- _SOURCE DOCUMENT_
(begin)
Back to school, 6,000 miles from home

Chinese students in the US say they initially struggle to connect with classmates
who speak rapid-fire idiomatic English, listen to different music, watch different TV
shows … but eventually they adapt.  By Nara Schoenberg
When Zipeng “Frank” Jiang arrived in the US for the first time, he was a 16-year-old Chinese honours student with big dreams, limited English skills and no idea how to recover the carry-on bag that the flight crew had taken for last-minute check-in.
“It was my carry-on luggage, so all my important stuff was in it: my ID, a bunch of cash, my laptop,” said Jiang, who came to attend boarding school.
“I basically had my backpack and my saxophone with me. The dorm director picked me up, and he’s like, ‘Where’s your stuff?’ and I’m like, ‘I lost it.’ I’m pretty sure I left a bad first impression.”
Jiang’s next few months at The King’s Academy in rural Seymour, Tennessee, were similarly stressful, as he battled homesickness, scrambled to get up to speed on idiomatic English and struggled with everything from fast-food refills to classroom etiquette.
But five years later he’s a Northwestern senior with a JPMorgan Chase & Co internship — and windsurfing lessons — under his belt, strolling confidently across campus in red suede loafers and greeting classmates with waves, hugs and Facebook references.
“I’ve never regretted for a second that I came here,” he said of Northwestern. “I’ve really enjoyed it.”
Jiang is part of a new generation of high-powered Chinese students increasingly looking to America for a college education. Facing a shortage of spots at top universities at home and drawn by the prestige of US schools and the opportunity for international experience, 57,000 Chinese undergraduates attended US colleges in 2011, up from 10,000 in 2007.
“Five or 10 years ago, going abroad was considered what dumb rich kids did, and now it’s considered what smart middle-class kids do,” said Xueqin Jiang, former director of the international division at Peking University High School. “That’s a huge shift right now in China.”
The trend appears to be accelerating, Xueqin Jiang said, with Chinese students coming to America to prepare for college while in high school or even middle school.
Chinese students said they initially struggle to connect with classmates who speak rapid-fire idiomatic English, listen to different music, watch different TV shows, follow different sports, remember different childhood games and embrace a teen drinking culture that has no Chinese equivalent. Because Americans have trouble with Chinese tonal pronunciations, many newcomers forgo even their given names, adopting English ones during their time here.
“I do miss my name,” said Northwestern sophomore Yuqing He, who is known here as Andrea. But in a half-dozen interviews, Chinese students at Northwestern said they’ve embraced speaking up in class, landed dream internships and taken advantage of research opportunities they wouldn’t have had in the test-based Chinese system.
(end)
- _INFORMATION SHOWN_
(begin)
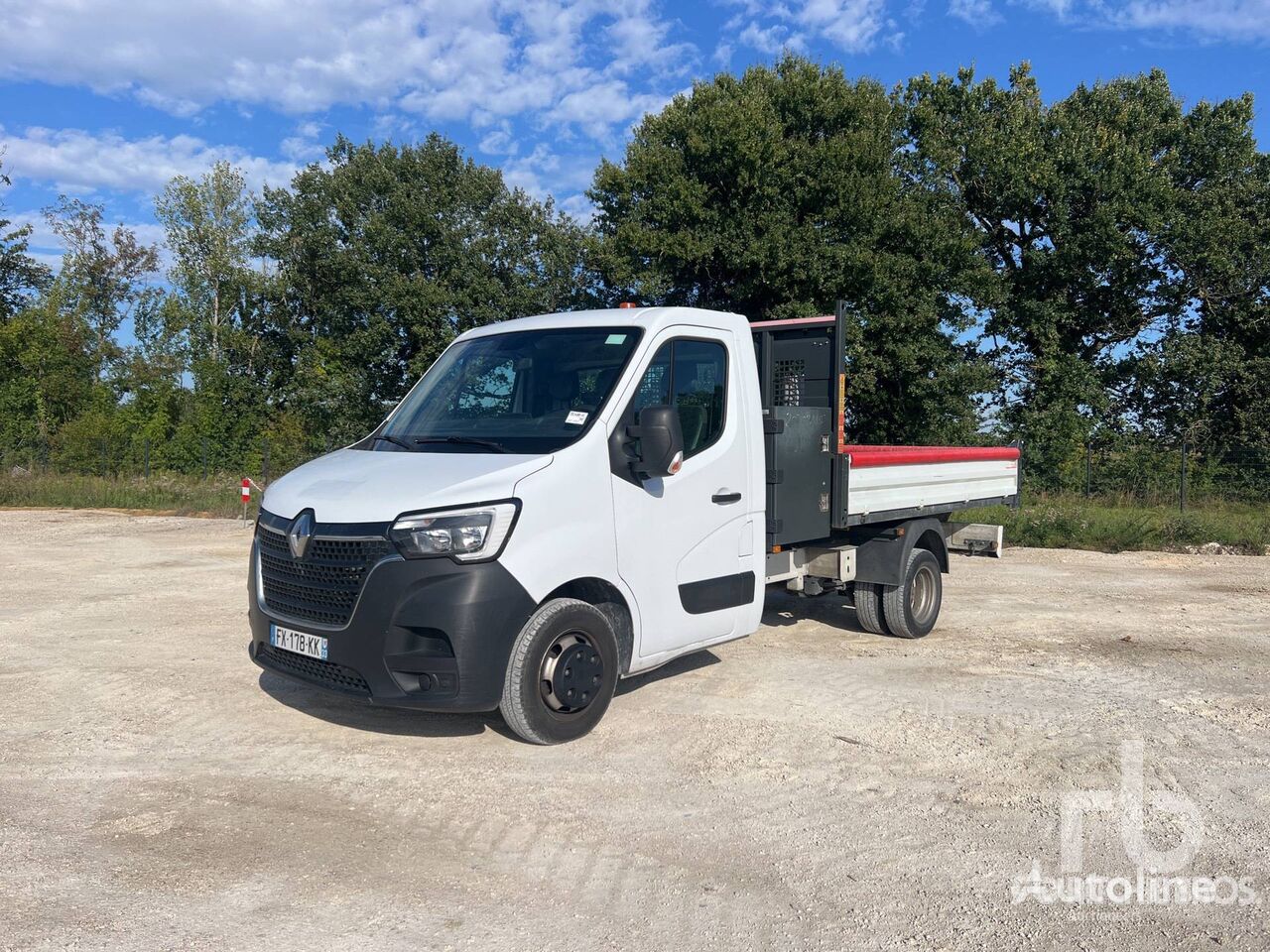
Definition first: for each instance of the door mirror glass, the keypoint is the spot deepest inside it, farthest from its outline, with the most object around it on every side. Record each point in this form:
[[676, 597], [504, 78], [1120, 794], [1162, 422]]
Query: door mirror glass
[[661, 442]]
(end)
- _PROBLEM SET_
**A.** Transcribe the article on Chinese students in the US between "Chinese students said" and "test-based Chinese system.", inclusive.
**B.** In the article on Chinese students in the US, what name is Northwestern sophomore Yuqing He known by there?
**C.** Take the article on Chinese students in the US further, picking up after its last sentence.

- _EXPECTED OUTPUTS_
**A.**
Chinese students said they initially struggle to connect with classmates who speak rapid-fire idiomatic English, listen to different music, watch different TV shows, follow different sports, remember different childhood games and embrace a teen drinking culture that has no Chinese equivalent. Because Americans have trouble with Chinese tonal pronunciations, many newcomers forgo even their given names, adopting English ones during their time here.
“I do miss my name,” said Northwestern sophomore Yuqing He, who is known here as Andrea. But in a half-dozen interviews, Chinese students at Northwestern said they’ve embraced speaking up in class, landed dream internships and taken advantage of research opportunities they wouldn’t have had in the test-based Chinese system.

**B.** Andrea

**C.**
Some live off campus and socialise mainly with other Chinese students, but He, an outgoing economics student from Beijing, is a member of the Chi Omega sorority and Jiang, a competitive hip-hop dancer, practices with the Electric Funketeers dance crew in Chicago.
That kind of adaptability and initiative is typical of the Chinese students who come here, said Peggy Blumenthal, senior counsellor to the president at the not-for-profit Institute of International Education, which tracks international enrollment at US colleges and universities.
“These are extraordinary kids,” she said. “Taking the risk of studying outside the culture has weeded out the ordinary kids. They bring something very special: a willingness to be out there and live a little bit dangerously and experimentally, and they do thrive.”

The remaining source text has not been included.